Directions →
Your task is to set down the records below again, exactly.

Dataset records →
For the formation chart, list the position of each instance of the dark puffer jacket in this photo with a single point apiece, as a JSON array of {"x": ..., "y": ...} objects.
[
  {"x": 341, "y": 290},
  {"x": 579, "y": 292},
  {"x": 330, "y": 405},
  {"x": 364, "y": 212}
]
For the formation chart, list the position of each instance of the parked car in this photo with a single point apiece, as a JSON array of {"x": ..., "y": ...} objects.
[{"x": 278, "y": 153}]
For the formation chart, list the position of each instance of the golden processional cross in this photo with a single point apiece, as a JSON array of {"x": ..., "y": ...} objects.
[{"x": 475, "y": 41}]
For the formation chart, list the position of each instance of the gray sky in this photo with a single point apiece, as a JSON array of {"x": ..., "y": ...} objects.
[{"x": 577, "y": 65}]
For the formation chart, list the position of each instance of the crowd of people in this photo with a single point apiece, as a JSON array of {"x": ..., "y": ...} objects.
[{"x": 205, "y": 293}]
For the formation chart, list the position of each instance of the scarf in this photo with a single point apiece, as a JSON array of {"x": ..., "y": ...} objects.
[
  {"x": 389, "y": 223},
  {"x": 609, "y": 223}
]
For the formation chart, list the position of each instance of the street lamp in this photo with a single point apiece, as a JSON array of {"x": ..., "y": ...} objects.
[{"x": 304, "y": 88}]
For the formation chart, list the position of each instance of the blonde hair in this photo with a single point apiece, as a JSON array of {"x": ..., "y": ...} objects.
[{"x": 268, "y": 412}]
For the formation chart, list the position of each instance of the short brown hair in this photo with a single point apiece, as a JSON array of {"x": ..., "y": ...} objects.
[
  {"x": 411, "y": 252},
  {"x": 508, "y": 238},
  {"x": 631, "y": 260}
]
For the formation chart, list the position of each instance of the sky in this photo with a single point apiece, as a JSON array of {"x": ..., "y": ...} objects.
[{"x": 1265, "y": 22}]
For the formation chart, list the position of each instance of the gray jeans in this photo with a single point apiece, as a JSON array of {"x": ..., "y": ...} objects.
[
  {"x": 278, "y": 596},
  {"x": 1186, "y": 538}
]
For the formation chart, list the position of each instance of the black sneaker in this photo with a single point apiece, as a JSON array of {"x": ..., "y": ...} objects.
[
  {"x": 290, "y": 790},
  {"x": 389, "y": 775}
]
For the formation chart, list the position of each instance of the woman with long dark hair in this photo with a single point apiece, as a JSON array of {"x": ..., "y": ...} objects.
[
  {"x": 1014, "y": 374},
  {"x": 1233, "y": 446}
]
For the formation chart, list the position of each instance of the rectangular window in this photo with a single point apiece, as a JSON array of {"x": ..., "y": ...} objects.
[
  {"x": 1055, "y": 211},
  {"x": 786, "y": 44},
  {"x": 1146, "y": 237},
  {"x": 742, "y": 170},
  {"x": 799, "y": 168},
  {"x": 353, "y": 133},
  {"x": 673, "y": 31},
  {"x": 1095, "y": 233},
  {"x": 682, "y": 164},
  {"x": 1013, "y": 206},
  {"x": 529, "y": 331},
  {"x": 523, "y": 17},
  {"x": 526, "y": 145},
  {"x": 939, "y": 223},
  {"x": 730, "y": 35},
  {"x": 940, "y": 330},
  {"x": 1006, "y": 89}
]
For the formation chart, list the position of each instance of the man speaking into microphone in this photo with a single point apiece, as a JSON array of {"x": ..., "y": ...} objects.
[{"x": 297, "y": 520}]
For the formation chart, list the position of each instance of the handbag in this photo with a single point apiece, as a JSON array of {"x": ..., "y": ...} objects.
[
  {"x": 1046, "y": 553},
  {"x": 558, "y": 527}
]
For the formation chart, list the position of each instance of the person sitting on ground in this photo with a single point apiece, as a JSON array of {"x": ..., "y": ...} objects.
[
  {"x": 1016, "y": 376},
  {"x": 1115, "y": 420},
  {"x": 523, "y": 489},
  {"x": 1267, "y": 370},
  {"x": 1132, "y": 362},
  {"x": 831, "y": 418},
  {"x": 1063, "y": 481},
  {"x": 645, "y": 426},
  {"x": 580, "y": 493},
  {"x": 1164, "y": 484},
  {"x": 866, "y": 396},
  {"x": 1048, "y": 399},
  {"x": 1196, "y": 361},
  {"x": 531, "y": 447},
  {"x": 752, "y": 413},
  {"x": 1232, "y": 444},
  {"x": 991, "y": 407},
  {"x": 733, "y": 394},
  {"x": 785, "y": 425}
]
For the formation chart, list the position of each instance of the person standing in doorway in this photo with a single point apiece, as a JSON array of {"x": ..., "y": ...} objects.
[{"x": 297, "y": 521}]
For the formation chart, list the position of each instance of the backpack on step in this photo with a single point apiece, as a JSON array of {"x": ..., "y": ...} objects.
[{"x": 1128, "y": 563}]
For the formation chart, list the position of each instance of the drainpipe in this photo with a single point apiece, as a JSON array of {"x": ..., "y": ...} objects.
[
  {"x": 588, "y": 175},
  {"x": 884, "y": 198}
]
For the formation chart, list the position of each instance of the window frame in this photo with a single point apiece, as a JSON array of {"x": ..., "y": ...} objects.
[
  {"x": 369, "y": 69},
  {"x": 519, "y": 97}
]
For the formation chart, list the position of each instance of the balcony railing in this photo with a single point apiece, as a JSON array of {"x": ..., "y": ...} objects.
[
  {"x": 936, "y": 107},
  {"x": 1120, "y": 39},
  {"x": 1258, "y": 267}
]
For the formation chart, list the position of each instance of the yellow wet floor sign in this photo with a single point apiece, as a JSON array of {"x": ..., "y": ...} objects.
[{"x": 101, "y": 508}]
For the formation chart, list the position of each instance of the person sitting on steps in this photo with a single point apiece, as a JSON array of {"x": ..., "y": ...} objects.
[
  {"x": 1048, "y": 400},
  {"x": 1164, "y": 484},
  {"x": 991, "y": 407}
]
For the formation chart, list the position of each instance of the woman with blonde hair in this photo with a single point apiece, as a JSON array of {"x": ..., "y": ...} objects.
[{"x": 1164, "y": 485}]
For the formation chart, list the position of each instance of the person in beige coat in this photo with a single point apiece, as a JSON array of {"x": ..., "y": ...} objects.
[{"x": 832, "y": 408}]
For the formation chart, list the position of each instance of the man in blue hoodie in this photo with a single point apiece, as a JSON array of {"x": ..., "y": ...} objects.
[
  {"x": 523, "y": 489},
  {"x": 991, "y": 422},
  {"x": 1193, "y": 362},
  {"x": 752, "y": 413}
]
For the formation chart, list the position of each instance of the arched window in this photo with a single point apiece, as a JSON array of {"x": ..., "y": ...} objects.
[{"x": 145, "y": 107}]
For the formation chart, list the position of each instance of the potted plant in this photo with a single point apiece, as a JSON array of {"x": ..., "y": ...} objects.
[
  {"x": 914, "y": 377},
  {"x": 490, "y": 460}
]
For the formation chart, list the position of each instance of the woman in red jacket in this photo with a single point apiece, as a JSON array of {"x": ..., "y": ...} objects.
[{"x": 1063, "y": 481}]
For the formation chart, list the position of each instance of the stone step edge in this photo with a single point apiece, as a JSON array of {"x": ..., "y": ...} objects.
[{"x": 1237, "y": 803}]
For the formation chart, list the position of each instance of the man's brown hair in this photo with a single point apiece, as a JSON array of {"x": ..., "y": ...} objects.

Answer →
For the formation chart, list the position of each instance of the dark puffer jacket in this photo with a single point apiece, as a JSON array of {"x": ..., "y": ...} objects.
[
  {"x": 341, "y": 290},
  {"x": 579, "y": 292},
  {"x": 330, "y": 405},
  {"x": 364, "y": 212}
]
For the formation chart, list the position of each instance of the parked car in this photo with a single point apiece, as a JSON array of {"x": ..., "y": ...} objects.
[{"x": 278, "y": 153}]
For the formation chart, list the position of each instance of the golden processional cross in this photo with a single point apiece, as a JSON array of {"x": ..., "y": ...} objects.
[{"x": 475, "y": 41}]
For the formation chart, list the position of each instance of the gray sky in this photo with a single point apiece, as a JSON array of {"x": ..., "y": ...} objects.
[{"x": 577, "y": 65}]
For the formation chart, list the position of each instance of the crowd of people in this photo with a single point apiece, as a JSON array of {"x": ..., "y": ...} objects.
[{"x": 205, "y": 293}]
For the formation chart, list the position of each instance of the scarf in this photo with a single point apiece, as a JSON array of {"x": ..., "y": ...} objects.
[
  {"x": 389, "y": 223},
  {"x": 609, "y": 223}
]
For the formation chart, list the position of each instance of the street lamp in this photo with a single point apiece, as a JSON array of {"x": ..., "y": ...} objects.
[{"x": 304, "y": 88}]
For the formation chart, list the position of each instance of the blonde hair in this photo with a single point apiece, as a JSON array of {"x": ..., "y": ...} objects.
[{"x": 268, "y": 412}]
For the formation chart, list the position of each instance of the short brown hair in this photo with a single point apiece, as a JSON array of {"x": ..., "y": ...} objects.
[
  {"x": 411, "y": 252},
  {"x": 508, "y": 238},
  {"x": 631, "y": 260}
]
For the formation chart, list the position of each instance of the sky in this photo with a single point apiece, as a JSON array of {"x": ..., "y": ...} objects.
[{"x": 1265, "y": 22}]
For the formation chart, list the position of each instance of the gray jeans in this photo with a single point apiece, as a JSON array of {"x": ..., "y": ...} objects.
[
  {"x": 278, "y": 596},
  {"x": 1186, "y": 538}
]
For the formation chart, list the position of each instance of the black sneaker in this photo with a single point apiece, as a JSON array of {"x": ..., "y": ...} objects.
[
  {"x": 290, "y": 790},
  {"x": 389, "y": 775}
]
For the formation chart, list the position of each instance of the woman with long dark hair in this photo with a single point apiece, as a JSON array of {"x": ..., "y": ...} objects.
[
  {"x": 1014, "y": 374},
  {"x": 1233, "y": 446}
]
For the formation chart, list the position of each instance of the rectangular window in this photo with a single point apiece, as a JSON array of {"x": ..., "y": ...} objects.
[
  {"x": 1055, "y": 211},
  {"x": 786, "y": 44},
  {"x": 1146, "y": 237},
  {"x": 742, "y": 170},
  {"x": 799, "y": 168},
  {"x": 353, "y": 133},
  {"x": 673, "y": 31},
  {"x": 1095, "y": 233},
  {"x": 682, "y": 164},
  {"x": 1013, "y": 206},
  {"x": 529, "y": 331},
  {"x": 523, "y": 17},
  {"x": 526, "y": 145},
  {"x": 939, "y": 223},
  {"x": 730, "y": 35},
  {"x": 940, "y": 330},
  {"x": 1006, "y": 89}
]
For the formation chart, list the position of each instance of the man speaking into microphone in this photo with a single point apiece, as a JSON array of {"x": ..., "y": ...} objects.
[{"x": 297, "y": 520}]
For the formation chart, list the position of each instance of the handbag in this photo with a single point apiece, as a JSON array of {"x": ..., "y": ...} objects.
[
  {"x": 1046, "y": 553},
  {"x": 558, "y": 527}
]
For the formation chart, list the position of each instance of the person sitting on ground in this photo with a single point apiece, as a JSON array of {"x": ..., "y": ...} objects.
[
  {"x": 1016, "y": 376},
  {"x": 1115, "y": 420},
  {"x": 523, "y": 489},
  {"x": 1267, "y": 370},
  {"x": 1132, "y": 362},
  {"x": 831, "y": 418},
  {"x": 1063, "y": 481},
  {"x": 645, "y": 426},
  {"x": 580, "y": 493},
  {"x": 1164, "y": 484},
  {"x": 866, "y": 396},
  {"x": 1048, "y": 399},
  {"x": 1196, "y": 361},
  {"x": 531, "y": 447},
  {"x": 752, "y": 413},
  {"x": 1232, "y": 444},
  {"x": 991, "y": 407},
  {"x": 733, "y": 394},
  {"x": 785, "y": 425}
]
For the formation chart, list the position of each instance of the person standing in doorway in this photo with a single point apiece, as a JSON array of {"x": ..., "y": ...} objects.
[{"x": 297, "y": 521}]
For the formation chart, list the position of each instance of the backpack on step in this photo with a single point apiece, as a JSON array of {"x": ..., "y": ...} objects.
[{"x": 1128, "y": 563}]
For the formation chart, list the position of each instance of the drainpipe in this photo with a single point apiece, as a JSON array of {"x": ..., "y": ...} objects.
[
  {"x": 588, "y": 175},
  {"x": 884, "y": 198}
]
For the formation chart, list the position of each instance of the window frame in this photo with a single point apiece, as a JSON array of {"x": ..., "y": ...} objects.
[
  {"x": 369, "y": 69},
  {"x": 519, "y": 97}
]
For the formation chart, list the position of each instance of the balcony railing in this photo with a single point apiece, as a JSON array of {"x": ..., "y": ...} objects.
[
  {"x": 936, "y": 107},
  {"x": 1120, "y": 39},
  {"x": 1258, "y": 267}
]
For the formation chart, list the position of each instance of the yellow wet floor sign in this photo with a single point apiece, as a JSON array of {"x": ..., "y": ...} objects.
[{"x": 101, "y": 508}]
For the formation chart, list the position of each instance of the person sitting on steps in this photo with a single point apiece, as a JSON array of {"x": ..., "y": ...} objects.
[
  {"x": 1048, "y": 400},
  {"x": 1164, "y": 484},
  {"x": 991, "y": 407}
]
For the formation chart, list the position of each instance of the woman with blonde hair in this photo with a single point apiece, as a JSON array of {"x": ..., "y": ...} objects.
[{"x": 1164, "y": 485}]
For the formation chart, list the position of each instance of the person in beige coat in this photo with a single point apiece, as a JSON array of {"x": ..., "y": ...} objects.
[{"x": 832, "y": 408}]
For the formation chart, list the position of each instance of the man in blue hoodie in this photo with a single point apiece, as a JSON array of {"x": ..., "y": ...} objects.
[
  {"x": 523, "y": 489},
  {"x": 991, "y": 422},
  {"x": 1193, "y": 362},
  {"x": 752, "y": 413}
]
For the formation chart, list the position of each instance of the arched window in this photo with a single point apiece, as a JSON array of {"x": ..., "y": ...} objects.
[{"x": 145, "y": 107}]
For the formation chart, list the position of each instance of the potted plant in this photo with a single point apiece, as a JSON array of {"x": ..., "y": ...} objects.
[
  {"x": 914, "y": 377},
  {"x": 490, "y": 460}
]
For the formation chart, list the position of each instance of the woman in red jacket in this photo with a single point apiece, as a JSON array of {"x": ..., "y": ...} objects.
[{"x": 1063, "y": 481}]
For the formation chart, list the position of each instance of the stone step edge in this photo with a single point apiece, as a JSON array of {"x": ..., "y": ...} objects.
[{"x": 1237, "y": 803}]
For the formation chart, list the position of each instance of the man's brown hair in this photo with a single point apiece, as a JSON array of {"x": ..., "y": ...} objects.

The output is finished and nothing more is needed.